This is a none question because expanding atoms is not possible. It can only be answered hypothetically and depends what one assumes for the properties of the hypothetical atom. In other words the answer can be anything you like. For instance, if one postulates an atom that composed of normal protons and electrons, but has somehow contrived to place the electron shell at the diameter of a cricket ball, then the mass would be that of a single "ordinary" atom - almost nothing. On the other hand, if one postulates an atom with a nucleus the size of a cricket ball but with the same density, which is about the density of a neutron star, the weight would be something like that of the Alps. SpinningSpark 20:01, 1 September 2012 (UTC)

You seem to be assuming an atomic nucleus the size of a cricket ball--which would weigh 100,000^3 the mass of a cricket ball--but that is not what the OP said. μηδείς (talk) 20:09, 1 September 2012 (UTC)

I think we can assume that the question was asked hypothetically. 86.146.107.246 (talk) 21:03, 1 September 2012 (UTC)

● **REQUEST A**
Retype the stretch of the thread about a cricket-ball-sized atom from "You seem to" through "20:09, 1 September 2012 (UTC)".

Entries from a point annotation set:
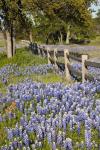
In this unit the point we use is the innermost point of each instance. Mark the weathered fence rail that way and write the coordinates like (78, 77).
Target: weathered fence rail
(53, 54)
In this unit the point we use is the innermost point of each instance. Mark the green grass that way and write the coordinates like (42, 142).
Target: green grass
(23, 57)
(2, 43)
(95, 42)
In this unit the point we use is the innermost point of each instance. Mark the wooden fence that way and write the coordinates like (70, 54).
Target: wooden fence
(54, 53)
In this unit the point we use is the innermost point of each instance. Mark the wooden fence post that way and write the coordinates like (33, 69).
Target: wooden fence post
(43, 53)
(48, 55)
(67, 73)
(39, 47)
(84, 68)
(55, 59)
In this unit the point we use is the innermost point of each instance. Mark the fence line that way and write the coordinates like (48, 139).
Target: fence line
(53, 55)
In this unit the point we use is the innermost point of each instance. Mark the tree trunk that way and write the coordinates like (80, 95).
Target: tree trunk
(30, 37)
(9, 45)
(68, 34)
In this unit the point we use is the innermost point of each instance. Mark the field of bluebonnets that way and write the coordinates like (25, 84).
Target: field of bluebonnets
(39, 111)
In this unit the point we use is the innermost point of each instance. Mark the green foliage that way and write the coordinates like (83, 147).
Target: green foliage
(23, 57)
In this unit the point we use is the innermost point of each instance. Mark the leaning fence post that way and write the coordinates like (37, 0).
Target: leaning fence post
(55, 59)
(43, 53)
(84, 68)
(67, 72)
(39, 52)
(48, 55)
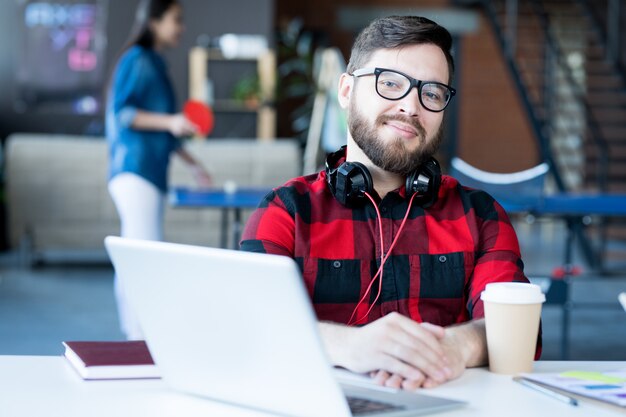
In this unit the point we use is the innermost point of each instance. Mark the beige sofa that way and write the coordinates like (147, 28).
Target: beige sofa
(59, 208)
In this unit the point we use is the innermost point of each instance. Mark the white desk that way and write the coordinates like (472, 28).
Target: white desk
(46, 386)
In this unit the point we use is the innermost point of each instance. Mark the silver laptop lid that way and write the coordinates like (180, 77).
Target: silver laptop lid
(232, 326)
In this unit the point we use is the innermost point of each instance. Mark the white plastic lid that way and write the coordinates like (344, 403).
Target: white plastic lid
(513, 293)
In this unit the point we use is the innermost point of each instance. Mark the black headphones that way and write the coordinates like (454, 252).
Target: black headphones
(349, 181)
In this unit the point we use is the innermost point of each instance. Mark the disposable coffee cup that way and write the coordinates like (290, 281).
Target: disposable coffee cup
(512, 315)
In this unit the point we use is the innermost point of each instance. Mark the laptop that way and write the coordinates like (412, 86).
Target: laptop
(238, 327)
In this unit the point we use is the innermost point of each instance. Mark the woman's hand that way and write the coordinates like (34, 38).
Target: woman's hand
(180, 126)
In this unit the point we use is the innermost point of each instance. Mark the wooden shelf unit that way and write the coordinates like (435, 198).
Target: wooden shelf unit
(199, 74)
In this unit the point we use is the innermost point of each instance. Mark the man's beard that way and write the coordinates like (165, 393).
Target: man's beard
(392, 156)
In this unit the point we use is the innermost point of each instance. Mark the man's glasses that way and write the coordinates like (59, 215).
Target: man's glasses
(394, 85)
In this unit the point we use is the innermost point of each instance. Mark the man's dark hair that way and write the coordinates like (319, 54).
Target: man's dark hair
(395, 32)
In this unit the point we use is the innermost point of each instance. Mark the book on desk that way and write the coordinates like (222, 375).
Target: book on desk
(608, 386)
(111, 360)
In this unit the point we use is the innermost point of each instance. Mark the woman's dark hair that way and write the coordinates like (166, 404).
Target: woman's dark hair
(146, 11)
(395, 32)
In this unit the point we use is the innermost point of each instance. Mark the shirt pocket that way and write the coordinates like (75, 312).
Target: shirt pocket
(441, 288)
(332, 281)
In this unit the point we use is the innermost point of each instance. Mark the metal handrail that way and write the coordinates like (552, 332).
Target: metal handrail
(596, 133)
(536, 125)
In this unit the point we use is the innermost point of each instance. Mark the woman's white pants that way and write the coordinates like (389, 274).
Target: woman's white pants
(140, 205)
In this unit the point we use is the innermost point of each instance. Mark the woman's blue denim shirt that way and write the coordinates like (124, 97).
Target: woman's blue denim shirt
(140, 82)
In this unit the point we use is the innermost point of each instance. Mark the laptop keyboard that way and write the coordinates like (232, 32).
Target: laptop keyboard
(363, 406)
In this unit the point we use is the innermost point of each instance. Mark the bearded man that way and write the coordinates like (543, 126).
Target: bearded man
(394, 255)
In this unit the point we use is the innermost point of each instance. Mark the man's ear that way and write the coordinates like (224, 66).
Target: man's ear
(346, 83)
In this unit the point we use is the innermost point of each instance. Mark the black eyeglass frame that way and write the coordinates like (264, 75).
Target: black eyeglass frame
(414, 83)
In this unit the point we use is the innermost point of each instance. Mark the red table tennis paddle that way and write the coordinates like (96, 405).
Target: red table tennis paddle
(200, 114)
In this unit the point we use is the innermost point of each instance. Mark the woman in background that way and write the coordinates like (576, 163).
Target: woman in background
(143, 129)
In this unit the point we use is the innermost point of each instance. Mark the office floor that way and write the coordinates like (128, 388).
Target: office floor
(42, 306)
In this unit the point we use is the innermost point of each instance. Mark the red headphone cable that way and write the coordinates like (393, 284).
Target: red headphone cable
(383, 260)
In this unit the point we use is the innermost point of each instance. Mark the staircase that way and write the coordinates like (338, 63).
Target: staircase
(576, 96)
(574, 91)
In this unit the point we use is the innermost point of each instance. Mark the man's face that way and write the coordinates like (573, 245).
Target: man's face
(397, 136)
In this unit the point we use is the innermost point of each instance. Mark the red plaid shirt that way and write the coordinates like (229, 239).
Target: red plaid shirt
(442, 261)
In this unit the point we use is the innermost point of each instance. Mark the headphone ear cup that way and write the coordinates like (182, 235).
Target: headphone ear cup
(352, 181)
(425, 182)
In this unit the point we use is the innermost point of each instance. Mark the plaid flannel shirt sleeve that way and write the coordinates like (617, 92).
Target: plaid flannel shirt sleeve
(271, 228)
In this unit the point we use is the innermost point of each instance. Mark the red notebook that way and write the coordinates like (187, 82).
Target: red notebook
(111, 360)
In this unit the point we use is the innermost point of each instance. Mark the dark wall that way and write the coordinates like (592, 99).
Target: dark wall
(210, 17)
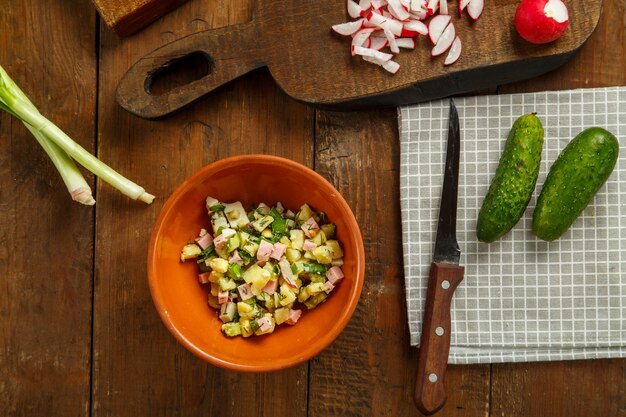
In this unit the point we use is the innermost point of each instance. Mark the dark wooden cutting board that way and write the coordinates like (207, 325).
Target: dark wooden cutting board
(126, 17)
(313, 64)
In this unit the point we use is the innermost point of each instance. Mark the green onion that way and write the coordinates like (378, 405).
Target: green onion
(62, 149)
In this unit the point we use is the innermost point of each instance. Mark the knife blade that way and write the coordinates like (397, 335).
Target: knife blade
(445, 275)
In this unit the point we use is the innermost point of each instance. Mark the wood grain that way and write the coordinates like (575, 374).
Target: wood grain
(370, 369)
(313, 64)
(126, 17)
(139, 368)
(46, 239)
(573, 388)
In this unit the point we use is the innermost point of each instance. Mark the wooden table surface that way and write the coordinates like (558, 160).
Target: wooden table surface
(79, 335)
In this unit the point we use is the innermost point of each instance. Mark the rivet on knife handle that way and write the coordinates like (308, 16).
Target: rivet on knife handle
(430, 390)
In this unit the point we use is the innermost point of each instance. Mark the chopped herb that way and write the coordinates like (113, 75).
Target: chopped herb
(245, 256)
(204, 255)
(234, 271)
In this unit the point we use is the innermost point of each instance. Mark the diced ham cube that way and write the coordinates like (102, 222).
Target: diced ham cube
(264, 324)
(337, 262)
(245, 291)
(235, 258)
(309, 244)
(222, 297)
(264, 251)
(279, 251)
(310, 227)
(220, 241)
(215, 289)
(204, 241)
(271, 286)
(287, 273)
(294, 315)
(334, 274)
(204, 277)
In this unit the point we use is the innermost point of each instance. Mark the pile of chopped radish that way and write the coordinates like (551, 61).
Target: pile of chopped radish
(395, 24)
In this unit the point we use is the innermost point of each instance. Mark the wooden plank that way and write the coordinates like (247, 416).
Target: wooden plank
(370, 369)
(139, 368)
(572, 388)
(127, 17)
(313, 64)
(46, 239)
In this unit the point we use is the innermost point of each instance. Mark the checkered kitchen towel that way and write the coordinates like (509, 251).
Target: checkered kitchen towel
(522, 299)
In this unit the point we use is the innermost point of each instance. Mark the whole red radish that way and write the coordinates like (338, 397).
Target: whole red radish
(541, 21)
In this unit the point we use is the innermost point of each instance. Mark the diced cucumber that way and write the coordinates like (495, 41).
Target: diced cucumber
(323, 254)
(233, 243)
(314, 268)
(297, 239)
(231, 329)
(236, 214)
(213, 302)
(315, 300)
(190, 251)
(335, 248)
(329, 230)
(219, 265)
(227, 312)
(250, 248)
(226, 284)
(234, 271)
(293, 255)
(304, 214)
(304, 294)
(286, 296)
(260, 224)
(319, 238)
(281, 315)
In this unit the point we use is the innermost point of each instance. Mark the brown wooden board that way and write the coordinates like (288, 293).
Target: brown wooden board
(314, 65)
(126, 17)
(46, 239)
(139, 367)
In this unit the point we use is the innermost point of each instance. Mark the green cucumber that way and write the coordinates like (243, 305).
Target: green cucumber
(575, 177)
(514, 181)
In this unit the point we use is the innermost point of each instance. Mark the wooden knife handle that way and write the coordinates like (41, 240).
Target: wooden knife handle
(430, 390)
(230, 52)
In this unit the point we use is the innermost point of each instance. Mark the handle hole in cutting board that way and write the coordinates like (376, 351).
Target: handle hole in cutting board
(179, 72)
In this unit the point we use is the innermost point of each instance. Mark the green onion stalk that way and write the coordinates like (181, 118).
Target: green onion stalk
(62, 150)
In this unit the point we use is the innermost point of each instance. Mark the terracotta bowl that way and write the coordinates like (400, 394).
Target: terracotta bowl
(182, 302)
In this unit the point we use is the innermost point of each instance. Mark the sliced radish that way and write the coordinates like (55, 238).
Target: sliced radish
(384, 23)
(354, 10)
(432, 7)
(391, 66)
(393, 45)
(406, 43)
(443, 6)
(361, 38)
(454, 53)
(462, 6)
(348, 28)
(379, 43)
(475, 8)
(444, 41)
(372, 53)
(437, 25)
(416, 26)
(378, 4)
(397, 10)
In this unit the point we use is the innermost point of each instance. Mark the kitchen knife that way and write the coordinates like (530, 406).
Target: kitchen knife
(445, 276)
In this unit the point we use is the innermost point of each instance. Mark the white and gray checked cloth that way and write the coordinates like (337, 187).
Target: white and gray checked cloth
(522, 299)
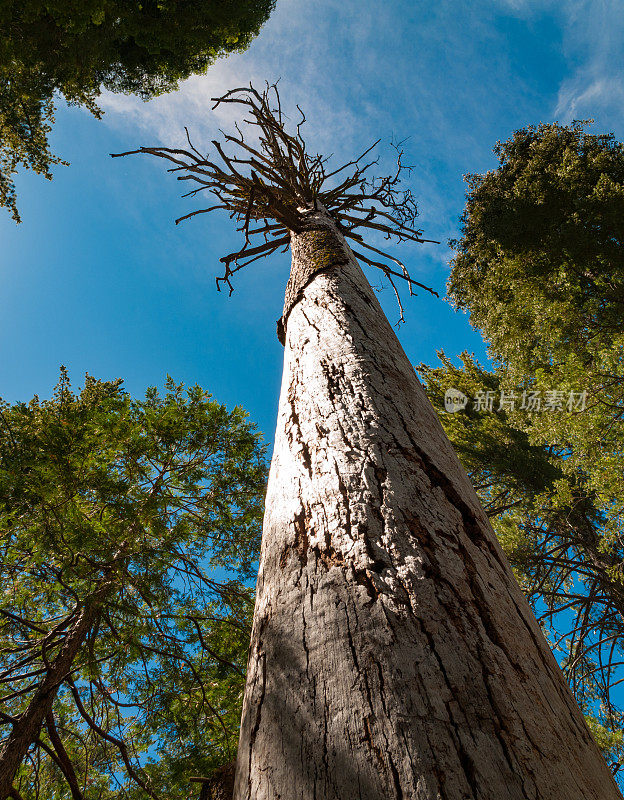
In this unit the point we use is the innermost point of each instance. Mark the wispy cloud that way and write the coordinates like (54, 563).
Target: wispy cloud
(594, 46)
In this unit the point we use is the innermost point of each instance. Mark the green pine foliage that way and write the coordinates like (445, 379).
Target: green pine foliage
(79, 48)
(166, 495)
(540, 269)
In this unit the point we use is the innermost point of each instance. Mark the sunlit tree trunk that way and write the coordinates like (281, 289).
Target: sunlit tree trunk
(393, 654)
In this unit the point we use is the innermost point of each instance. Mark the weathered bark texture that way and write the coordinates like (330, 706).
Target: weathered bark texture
(221, 784)
(393, 654)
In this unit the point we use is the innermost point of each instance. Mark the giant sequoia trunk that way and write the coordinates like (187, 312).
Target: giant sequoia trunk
(393, 654)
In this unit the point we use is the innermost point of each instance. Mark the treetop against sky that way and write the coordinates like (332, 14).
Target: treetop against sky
(98, 277)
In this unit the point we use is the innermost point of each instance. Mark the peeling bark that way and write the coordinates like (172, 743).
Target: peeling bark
(393, 655)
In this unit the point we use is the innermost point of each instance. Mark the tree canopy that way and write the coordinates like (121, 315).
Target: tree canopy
(76, 49)
(142, 517)
(540, 269)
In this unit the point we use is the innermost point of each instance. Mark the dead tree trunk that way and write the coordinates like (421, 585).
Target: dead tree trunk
(393, 654)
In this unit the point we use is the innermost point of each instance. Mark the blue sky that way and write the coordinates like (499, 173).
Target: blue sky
(98, 278)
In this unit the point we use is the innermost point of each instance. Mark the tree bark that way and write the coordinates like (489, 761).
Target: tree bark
(393, 655)
(26, 728)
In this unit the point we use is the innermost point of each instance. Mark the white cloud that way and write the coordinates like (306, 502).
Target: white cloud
(594, 46)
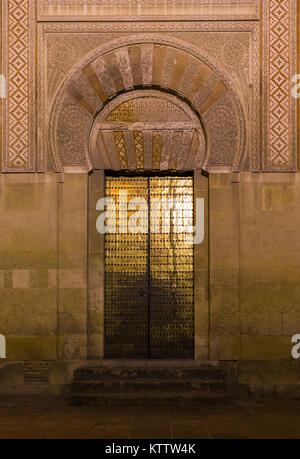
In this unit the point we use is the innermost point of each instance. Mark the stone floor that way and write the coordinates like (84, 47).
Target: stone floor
(49, 417)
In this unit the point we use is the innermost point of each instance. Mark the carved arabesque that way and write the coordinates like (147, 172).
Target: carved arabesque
(145, 62)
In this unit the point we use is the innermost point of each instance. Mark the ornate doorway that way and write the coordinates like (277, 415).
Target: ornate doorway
(149, 270)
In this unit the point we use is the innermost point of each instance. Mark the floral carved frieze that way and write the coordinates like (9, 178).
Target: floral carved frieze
(18, 65)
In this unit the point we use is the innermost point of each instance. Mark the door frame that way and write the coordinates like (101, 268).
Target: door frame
(96, 272)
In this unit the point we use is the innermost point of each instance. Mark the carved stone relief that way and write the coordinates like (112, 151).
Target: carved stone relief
(170, 65)
(229, 36)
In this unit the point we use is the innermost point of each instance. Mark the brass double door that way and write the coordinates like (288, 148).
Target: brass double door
(149, 276)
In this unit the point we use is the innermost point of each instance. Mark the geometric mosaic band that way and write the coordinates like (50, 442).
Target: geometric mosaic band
(280, 43)
(18, 68)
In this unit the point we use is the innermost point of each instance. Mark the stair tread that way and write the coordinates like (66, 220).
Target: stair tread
(147, 380)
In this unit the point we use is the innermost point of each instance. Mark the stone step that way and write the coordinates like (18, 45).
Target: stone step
(147, 385)
(144, 398)
(94, 373)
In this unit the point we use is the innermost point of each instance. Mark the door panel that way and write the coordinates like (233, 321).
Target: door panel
(126, 278)
(149, 286)
(171, 269)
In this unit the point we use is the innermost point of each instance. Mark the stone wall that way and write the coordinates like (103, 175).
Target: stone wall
(51, 307)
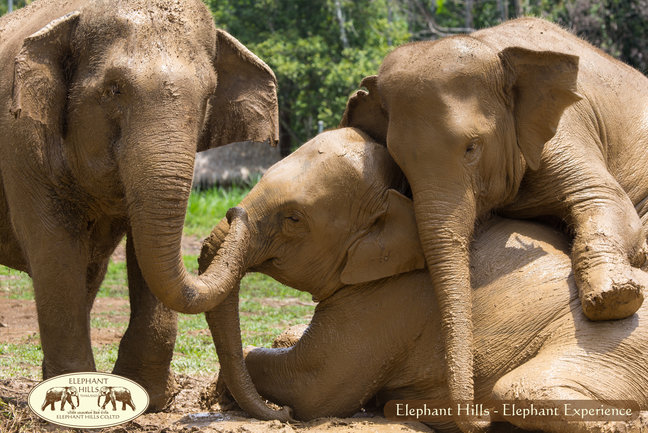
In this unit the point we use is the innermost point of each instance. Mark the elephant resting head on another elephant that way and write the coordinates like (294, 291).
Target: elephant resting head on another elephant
(335, 227)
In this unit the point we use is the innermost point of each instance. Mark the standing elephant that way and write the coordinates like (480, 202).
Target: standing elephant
(114, 394)
(510, 119)
(63, 394)
(104, 104)
(337, 226)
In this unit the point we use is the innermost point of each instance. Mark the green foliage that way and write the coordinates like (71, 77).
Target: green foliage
(318, 59)
(206, 208)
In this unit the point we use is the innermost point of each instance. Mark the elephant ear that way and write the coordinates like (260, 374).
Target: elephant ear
(244, 106)
(40, 84)
(390, 247)
(364, 111)
(544, 84)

● **REQUEST B**
Switch "elephant" to "giraffe" in the records, in the stretch from the line that contains "like (103, 175)." through the end of the records, and give those lines back with nothing else changed and the pictures left out.

● **ANSWER A**
You seem to be assuming an atomic nucleus the size of a cricket ball--which would weigh 100,000^3 the mass of a cricket ball--but that is not what the OP said. μηδείς (talk) 20:09, 1 September 2012 (UTC)

● **ANSWER B**
In this unit the point we use is the innermost point of each instance. Mark the stone wall that way and write the coordinates like (103, 175).
Target: stone wall
(51, 307)
In this unit the point we use is the innermost point of each instance. Mark the giraffe resting head on another giraffe that way and write the coordinates like (294, 291).
Target: giraffe resting head on another giraffe
(335, 227)
In this unit the point we use is the innermost point of each instance. Mark the standing giraffe that way and write the coordinates like (480, 202).
Target: standing giraffe
(114, 394)
(510, 119)
(63, 394)
(104, 104)
(337, 226)
In this unit the point we use is the innermost point of each instance. Mark the green foliage that way and write the coordinates like (71, 77).
Target: green foliage
(318, 59)
(206, 208)
In this unit the point we use is the innermost point of each instance. Mark the giraffe ear that way and write the coordinates like (260, 374).
Target: giraffe ear
(244, 106)
(40, 84)
(390, 247)
(364, 111)
(544, 84)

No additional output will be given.